__Data provided__.
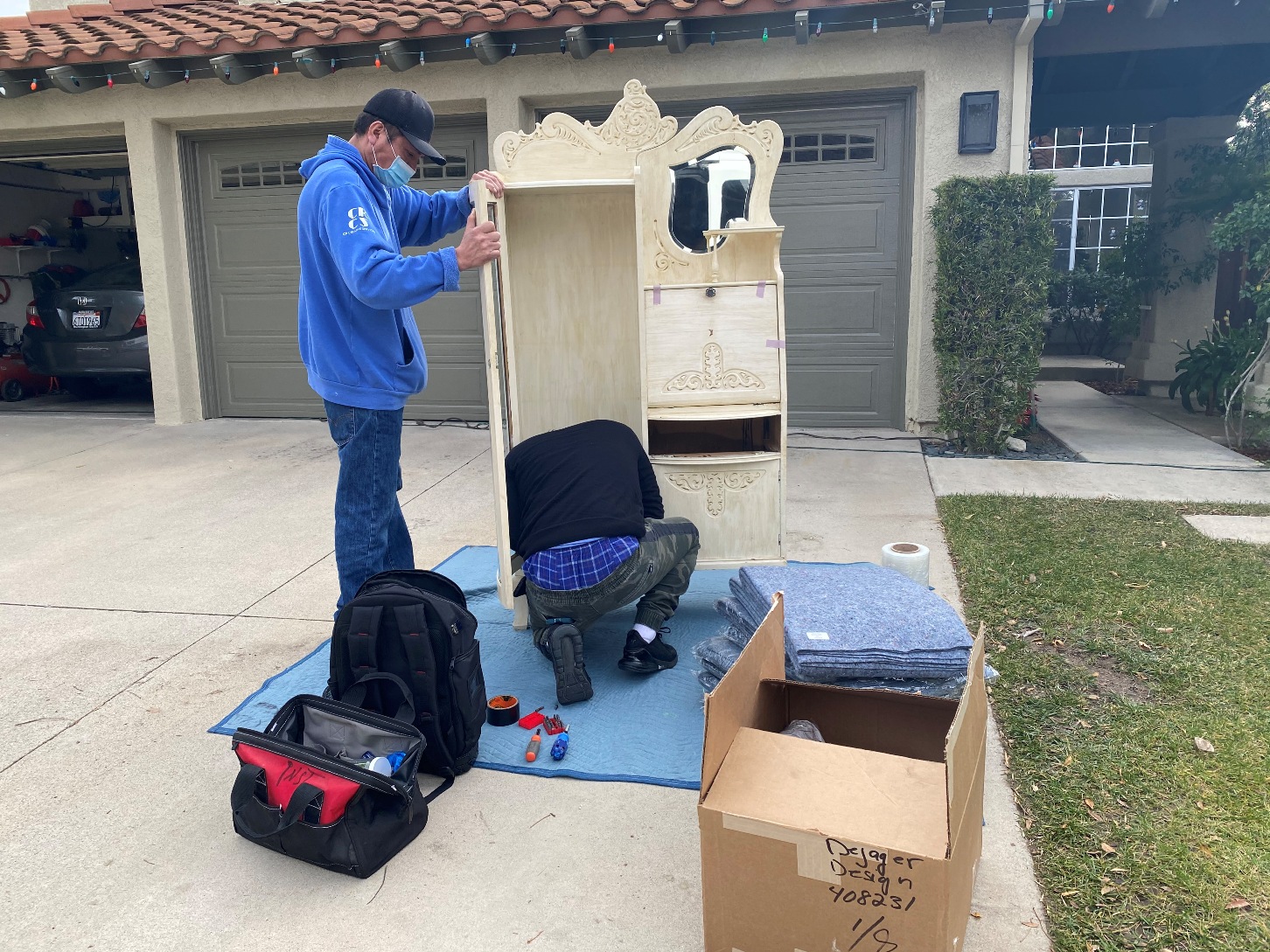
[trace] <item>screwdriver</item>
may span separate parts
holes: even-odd
[[[533,736],[530,737],[530,745],[525,749],[525,759],[530,763],[537,760],[540,746],[542,746],[542,727],[536,727],[533,730]]]
[[[551,759],[564,760],[564,755],[569,750],[569,725],[564,726],[564,731],[556,736],[556,743],[551,745]]]

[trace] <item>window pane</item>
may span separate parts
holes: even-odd
[[[1119,248],[1124,241],[1124,218],[1102,220],[1102,246]]]
[[[1072,209],[1076,206],[1076,190],[1069,188],[1055,189],[1054,198],[1057,204],[1054,206],[1054,220],[1071,218]]]
[[[1062,248],[1064,254],[1067,249],[1072,246],[1072,222],[1071,221],[1057,221],[1054,222],[1054,245]]]
[[[1097,248],[1099,239],[1102,237],[1101,222],[1097,218],[1082,218],[1076,222],[1076,246]]]
[[[1109,188],[1102,190],[1102,215],[1107,218],[1123,218],[1129,213],[1129,189]]]
[[[1106,161],[1107,161],[1106,146],[1085,146],[1081,150],[1082,169],[1099,169],[1106,165]]]

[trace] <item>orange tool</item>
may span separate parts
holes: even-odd
[[[533,736],[530,737],[530,745],[525,749],[525,759],[531,764],[538,759],[538,748],[542,746],[542,732],[541,729],[533,731]]]

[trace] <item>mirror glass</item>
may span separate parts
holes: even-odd
[[[753,184],[754,160],[738,146],[672,166],[671,235],[688,251],[705,251],[706,231],[745,218]]]

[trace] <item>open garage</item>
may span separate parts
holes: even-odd
[[[122,138],[0,150],[0,386],[9,411],[152,413]]]

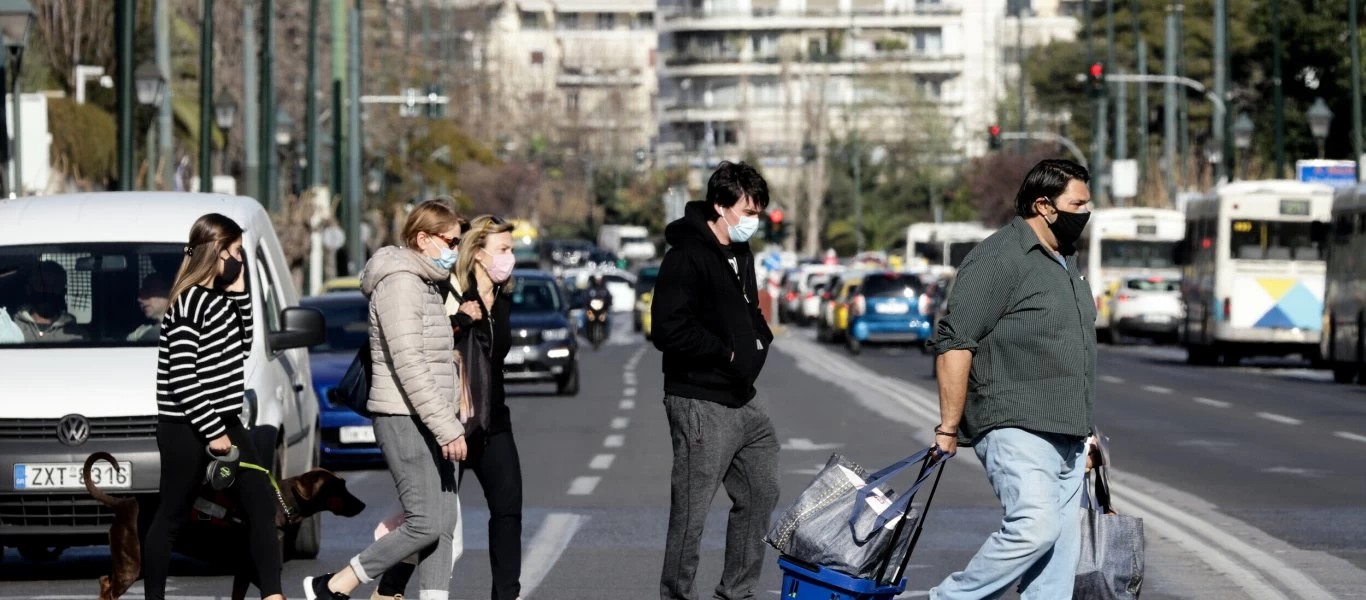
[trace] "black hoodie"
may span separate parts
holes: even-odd
[[[688,202],[683,219],[664,230],[671,249],[654,282],[652,338],[664,353],[665,394],[744,406],[773,333],[759,313],[754,254],[747,243],[731,243],[736,275],[708,226],[714,210]]]

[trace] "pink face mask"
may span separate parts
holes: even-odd
[[[516,267],[516,257],[514,257],[512,254],[493,256],[489,254],[488,251],[485,251],[484,254],[493,258],[492,265],[489,264],[484,265],[484,271],[489,273],[489,279],[492,279],[493,283],[504,283],[508,280],[508,277],[512,276],[512,268]]]

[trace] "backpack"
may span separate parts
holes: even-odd
[[[355,359],[346,369],[337,385],[328,391],[328,400],[333,406],[346,406],[362,417],[370,418],[373,414],[366,405],[370,402],[370,376],[374,361],[370,358],[370,344],[361,346],[355,353]]]

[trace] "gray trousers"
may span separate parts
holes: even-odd
[[[455,463],[441,458],[436,439],[417,417],[377,415],[374,441],[393,474],[404,521],[351,559],[369,584],[408,556],[418,556],[418,599],[447,600],[451,590],[451,543],[458,518]]]
[[[725,528],[725,567],[716,599],[754,597],[764,564],[764,533],[777,504],[777,451],[758,400],[732,409],[708,400],[664,396],[673,440],[669,533],[660,577],[663,600],[695,600],[702,525],[719,485],[731,496]]]

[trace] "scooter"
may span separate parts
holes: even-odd
[[[585,325],[587,329],[589,343],[593,344],[593,350],[602,346],[607,339],[607,301],[602,298],[593,298],[589,301],[589,309],[585,312]]]

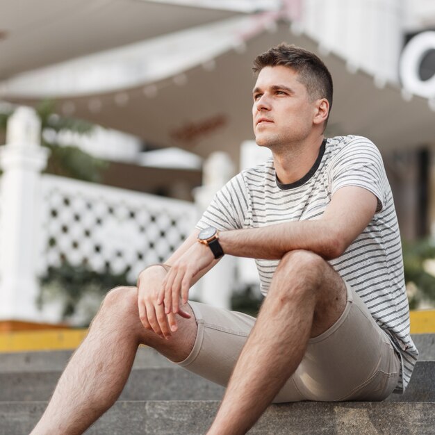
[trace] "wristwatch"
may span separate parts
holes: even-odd
[[[220,258],[224,255],[224,251],[219,243],[219,231],[214,227],[208,227],[199,231],[197,237],[198,242],[207,245],[215,256],[215,258]]]

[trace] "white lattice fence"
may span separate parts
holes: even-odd
[[[102,272],[128,270],[131,281],[162,262],[194,228],[194,204],[122,189],[42,177],[42,233],[38,272],[86,264]]]

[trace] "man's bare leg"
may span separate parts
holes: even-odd
[[[140,322],[136,288],[110,292],[32,435],[82,434],[119,397],[140,344],[154,347],[174,361],[186,358],[195,343],[197,325],[190,308],[186,310],[192,317],[179,318],[179,330],[165,340]]]
[[[208,435],[245,434],[297,368],[309,338],[334,325],[345,304],[344,282],[322,258],[284,256]]]

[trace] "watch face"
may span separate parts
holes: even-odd
[[[202,240],[206,240],[207,239],[213,237],[218,230],[213,227],[208,227],[203,229],[199,234],[198,238]]]

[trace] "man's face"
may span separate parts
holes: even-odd
[[[253,91],[256,142],[272,148],[300,142],[312,131],[317,101],[311,101],[298,74],[284,66],[265,67]]]

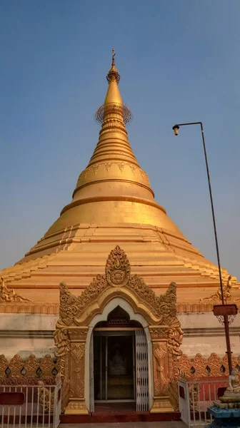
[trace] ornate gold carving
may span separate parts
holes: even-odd
[[[54,412],[54,392],[46,388],[44,382],[41,380],[38,382],[39,388],[39,404],[45,413]],[[49,405],[50,404],[50,405]]]
[[[227,282],[226,282],[226,285],[224,287],[224,290],[223,290],[224,299],[225,303],[226,303],[227,300],[232,300],[232,296],[231,296],[231,275],[229,275]],[[213,302],[217,302],[219,300],[221,301],[221,287],[219,287],[218,288],[218,290],[214,294],[211,295],[211,296],[209,296],[208,297],[204,297],[203,300],[210,300],[210,301],[213,301]],[[200,302],[201,301],[201,300],[200,300]]]
[[[26,303],[23,302],[0,302],[0,313],[11,314],[59,314],[59,305],[36,305],[36,303]]]
[[[154,397],[169,397],[174,409],[178,407],[178,357],[181,355],[180,345],[183,332],[177,318],[171,327],[150,327],[153,340]],[[156,408],[154,402],[154,408]]]
[[[199,402],[199,384],[192,384],[189,387],[189,402],[191,410],[196,410]]]
[[[124,287],[129,281],[130,263],[124,251],[119,245],[111,251],[105,272],[107,282],[113,287]]]
[[[131,275],[131,266],[119,245],[111,251],[105,275],[99,275],[82,294],[72,295],[64,282],[60,284],[60,319],[54,334],[61,358],[63,379],[63,409],[77,412],[79,401],[84,407],[85,341],[88,325],[101,313],[114,297],[124,298],[146,320],[153,341],[154,398],[153,412],[172,411],[177,407],[177,360],[183,332],[176,317],[176,284],[165,295],[156,296],[138,275]],[[78,326],[79,326],[78,327]],[[81,326],[81,327],[80,327]]]
[[[54,384],[60,372],[60,360],[54,360],[51,355],[45,355],[37,359],[35,355],[29,355],[23,360],[19,355],[14,355],[9,361],[0,355],[0,379],[6,384],[31,383],[36,384],[39,379],[44,384]]]
[[[89,412],[84,401],[71,400],[66,409],[66,414],[88,414]]]
[[[85,342],[71,343],[70,396],[84,399]]]
[[[14,290],[8,290],[4,284],[4,279],[1,277],[1,285],[0,285],[0,302],[31,302],[28,299],[25,299],[21,296],[17,295]]]

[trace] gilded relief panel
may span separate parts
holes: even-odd
[[[80,296],[60,284],[60,318],[54,333],[61,359],[63,382],[62,410],[88,413],[84,399],[85,348],[88,325],[102,313],[114,297],[126,300],[149,325],[153,342],[154,396],[151,412],[174,411],[177,407],[177,359],[182,331],[176,317],[176,284],[165,295],[156,296],[138,275],[131,275],[130,263],[117,245],[111,251],[105,274],[98,275]]]

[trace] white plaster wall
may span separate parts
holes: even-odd
[[[54,356],[53,337],[59,315],[40,314],[0,314],[0,354],[8,359],[19,354],[41,357]]]
[[[149,325],[141,314],[136,314],[134,312],[132,307],[121,297],[115,297],[110,300],[110,302],[105,306],[102,314],[99,314],[94,317],[93,320],[89,324],[89,330],[88,331],[86,340],[86,348],[85,348],[85,374],[84,374],[84,385],[85,385],[85,402],[86,407],[89,409],[90,404],[90,382],[89,382],[89,349],[90,349],[90,339],[92,334],[93,330],[95,325],[100,321],[106,321],[109,312],[111,312],[115,307],[120,306],[124,309],[130,316],[131,320],[138,321],[143,326],[147,344],[148,344],[148,355],[149,355],[149,409],[151,408],[153,404],[153,392],[154,392],[154,372],[153,372],[153,358],[152,358],[152,342],[151,339],[151,335],[149,329]]]
[[[213,312],[178,314],[184,330],[181,350],[189,357],[202,354],[209,357],[216,352],[219,357],[226,353],[226,339],[224,326]],[[240,355],[240,313],[230,325],[231,347],[233,355]]]

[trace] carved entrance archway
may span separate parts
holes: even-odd
[[[141,313],[136,313],[133,307],[129,303],[122,297],[114,297],[105,306],[102,313],[97,314],[94,317],[89,325],[89,331],[86,336],[86,347],[85,347],[85,402],[86,408],[90,408],[90,372],[89,372],[89,360],[90,360],[90,341],[93,334],[94,327],[101,321],[106,321],[108,315],[115,308],[119,306],[129,315],[130,320],[137,321],[139,325],[144,328],[145,332],[147,348],[148,348],[148,372],[149,372],[149,408],[151,409],[154,399],[154,374],[153,374],[153,357],[152,357],[152,342],[150,331],[149,329],[149,323]]]
[[[60,284],[60,317],[54,339],[59,348],[56,355],[61,359],[62,409],[66,414],[89,412],[86,340],[94,317],[103,314],[111,301],[118,298],[130,305],[136,316],[143,317],[151,336],[154,378],[151,412],[177,408],[177,358],[181,355],[183,333],[176,317],[176,284],[171,282],[165,295],[156,296],[141,277],[131,275],[126,255],[117,245],[106,260],[105,275],[98,275],[80,296],[72,295],[64,282]]]

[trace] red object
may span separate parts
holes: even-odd
[[[21,406],[25,399],[24,392],[0,392],[1,406]]]
[[[181,398],[185,398],[184,388],[181,386],[179,386],[179,397],[181,397]]]
[[[214,305],[214,314],[216,317],[219,315],[236,315],[236,305]]]

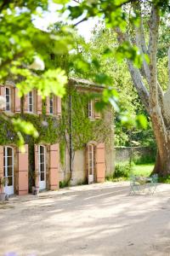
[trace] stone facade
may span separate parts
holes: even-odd
[[[70,84],[74,84],[80,93],[98,94],[104,90],[102,86],[97,86],[87,80],[71,79]],[[18,97],[18,89],[13,82],[8,81],[4,86],[0,86],[0,92],[1,96],[7,99],[6,108],[3,110],[7,114],[26,113],[37,116],[42,114],[44,101],[42,100],[36,90],[20,99]],[[28,194],[31,187],[31,180],[33,180],[31,185],[36,193],[42,189],[59,189],[60,181],[70,180],[72,185],[105,182],[105,175],[114,170],[113,113],[111,107],[102,113],[95,111],[94,101],[92,102],[88,118],[91,122],[103,119],[107,126],[107,134],[105,137],[99,134],[98,139],[87,142],[82,148],[75,152],[71,172],[69,150],[67,148],[65,148],[65,165],[63,165],[60,159],[60,143],[57,140],[54,144],[42,142],[34,145],[34,149],[32,149],[34,160],[31,166],[29,158],[30,148],[27,144],[25,145],[24,154],[12,143],[0,146],[0,177],[7,177],[10,181],[8,182],[10,185],[8,184],[4,188],[6,193]],[[47,97],[45,109],[46,115],[60,119],[62,117],[61,99],[54,96],[53,98]],[[58,128],[56,127],[56,129]],[[9,148],[12,148],[12,156],[8,153],[11,150],[8,149]],[[5,166],[3,166],[3,159],[5,159]],[[8,159],[11,160],[10,164],[8,162]],[[30,189],[30,192],[31,190]]]

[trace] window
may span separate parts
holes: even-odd
[[[88,102],[88,118],[93,118],[94,117],[93,111],[94,111],[93,101],[90,101]]]
[[[6,111],[10,111],[10,89],[5,87]]]
[[[94,160],[94,146],[88,145],[88,175],[94,175],[95,160]]]
[[[14,185],[14,152],[13,152],[13,148],[10,147],[3,148],[3,176],[8,178],[8,186],[13,186]]]
[[[54,113],[54,98],[50,96],[49,98],[49,113]]]
[[[45,147],[39,146],[40,182],[45,181]]]
[[[30,91],[28,93],[28,111],[33,112],[33,92]]]

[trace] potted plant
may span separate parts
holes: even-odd
[[[34,172],[34,186],[32,186],[32,195],[39,193],[39,186],[37,186],[37,180],[39,179],[39,172]]]
[[[8,183],[7,177],[0,177],[0,201],[5,201],[6,193],[3,192],[3,187]]]

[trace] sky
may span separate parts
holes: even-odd
[[[47,27],[56,22],[60,20],[66,20],[66,15],[65,16],[60,17],[56,12],[56,9],[59,9],[59,5],[57,7],[56,4],[50,3],[48,12],[44,12],[42,14],[42,17],[34,16],[34,24],[42,29],[46,30]],[[87,42],[90,40],[92,31],[94,28],[95,25],[98,23],[97,18],[90,18],[88,20],[83,21],[80,23],[76,28],[78,30],[78,33],[82,36]]]

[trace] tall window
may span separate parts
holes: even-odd
[[[14,184],[14,152],[10,147],[3,148],[3,175],[8,178],[8,186]]]
[[[8,87],[5,88],[5,98],[6,98],[5,110],[9,111],[10,110],[10,89]]]
[[[33,112],[33,92],[30,91],[28,93],[28,111]]]
[[[95,154],[94,146],[93,144],[88,145],[88,175],[94,175],[94,165],[95,165]]]
[[[90,102],[88,102],[88,117],[89,118],[94,117],[94,115],[93,115],[94,109],[93,108],[93,108],[93,101],[90,101]]]
[[[45,147],[39,146],[40,181],[45,181]]]
[[[49,98],[49,113],[54,113],[54,98],[50,96]]]

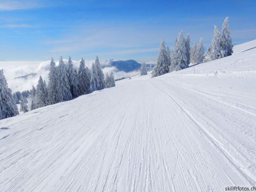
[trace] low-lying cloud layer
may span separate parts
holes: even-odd
[[[63,59],[67,63],[68,60]],[[94,60],[86,60],[86,65],[89,69],[91,68],[91,63]],[[115,79],[123,77],[129,77],[139,73],[134,71],[129,73],[124,71],[119,71],[115,67],[109,65],[108,60],[100,61],[102,71],[105,75],[106,73],[110,73],[113,71]],[[13,91],[24,91],[31,89],[32,86],[36,86],[39,76],[41,75],[44,79],[48,82],[48,75],[50,69],[50,60],[44,62],[40,61],[0,61],[0,69],[4,69],[4,74],[7,80],[8,87]],[[58,61],[55,61],[58,65]],[[79,66],[79,60],[73,60],[74,66],[78,70]],[[17,78],[23,77],[29,74],[25,78]]]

__Written task__. Copy the lines of the listing from the line with "[trace] tall window" up to and including the line with "[[[45,147],[39,146],[40,181],[45,181]]]", character for character.

__Written answer__.
[trace] tall window
may span separate parts
holes: even-odd
[[[14,184],[14,152],[10,147],[3,148],[3,175],[8,178],[8,186]]]
[[[8,87],[5,88],[5,98],[6,98],[5,110],[9,111],[10,110],[10,89]]]
[[[33,112],[33,92],[30,91],[28,93],[28,111]]]
[[[95,154],[94,146],[93,144],[88,145],[88,175],[94,175],[94,165],[95,165]]]
[[[90,102],[88,102],[88,117],[89,118],[94,117],[94,115],[93,115],[94,109],[93,108],[93,108],[93,101],[90,101]]]
[[[45,147],[39,146],[40,181],[45,181]]]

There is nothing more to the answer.